Text block
===
Darby reminded the audience that Ward accepted $21,000 from Dr. Benzeevi and believes that is why his opponent did not start an investigation against him.
Darby said that once he is DA he would pursue cases based on their merits and not by who is involved. “There should not be a for sale sign on the office,” he said. Darby then called on his opponent to take the $21,000 and donate it back to the hospital.
“That would be the right thing to do,” he said.
According to Darby, the last time a Tulare County DA was democratically elected was in 1978. He said that since that time DAs have resigned midterm, hand-picked their successors, and then had them rubberstamped by the Tulare County Board of Supervisors.
Darby said that he is tired of the good ‘ol boy’s system and promises to serve out his term so the next DA can be elected without the advantage of a perceived incumbency.
His three priorities–if elected–would be gangs, narcotics and homelessness. In terms of gangs, Darby intends to double the size of prosecutors working on those cases.
For narcotics, he wants to split the effort into a North County Division and a South County Division to improve the conviction rate. He said that criminals who would normally go to state prisons are now being sent to local jails if they have no prior convictions.
===
Study material
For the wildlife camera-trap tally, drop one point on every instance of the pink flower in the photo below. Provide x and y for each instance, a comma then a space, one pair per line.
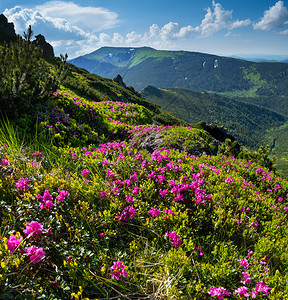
261, 287
38, 154
5, 162
242, 291
33, 228
85, 172
128, 211
118, 269
136, 190
246, 279
47, 200
244, 263
218, 292
13, 243
229, 179
254, 223
154, 212
175, 240
22, 183
35, 253
62, 195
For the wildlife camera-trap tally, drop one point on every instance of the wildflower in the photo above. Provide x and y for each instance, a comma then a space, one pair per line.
===
Instructions to follow
Write the next part of the article above about Darby's run for Tulare County district attorney, beginning right after its final sentence.

Reply to the task
Darby was challenged by the audience on how he would double the gang unit and still go after the low-level crimes that plague some neighborhoods while keeping within his budget.
He said that he would reevaluate all current positions to see which ones were producing. “I honestly felt that when Tim came up with Crimes Against Children Team it was nothing but a political ploy. He didn’t have anything to run on (in 2014) so he came up with that position.”
“I told Tim Ward that it was a misuse of resources because the units working on those crimes were doing a good job.”
That prompted a group of Ward employees to challenge Darby’s experience and judgment, asking him how many times he had been to trial, how long he held certain positions, and how many cases each unit is now carrying.
Each time he tried to answer he was interrupted and told that they already knew the answers.
The woman who replaced Darby on the TCDA’s narcotics unit said that Darby was missing the point. She was opposed to Darby’s suggestion of reducing the special units. She said that they were making strides against crimes against children, putting 37% more abusers behind bars.
At one point, while Darby was describing the DA’s office atmosphere during the 2014 campaign, a Ward supporter stood up and said “that’s a lie, it’s all a lie” and stormed out of the room.
Another Ward supporter yelled out that Ward was democratically elected in 2014. “There was an election and people spoke,” she said.
Darby responded, “Tim Ward would not have won the election if he had not been appointed.”
At this point Dennis Smith, the moderator, chimed in, “Let’s break it up.”
Avila commented about the contentious exchange how interesting it was that, out of the average Tulare citizenry, there was an entire table of Ward supporters while Ward himself was absent.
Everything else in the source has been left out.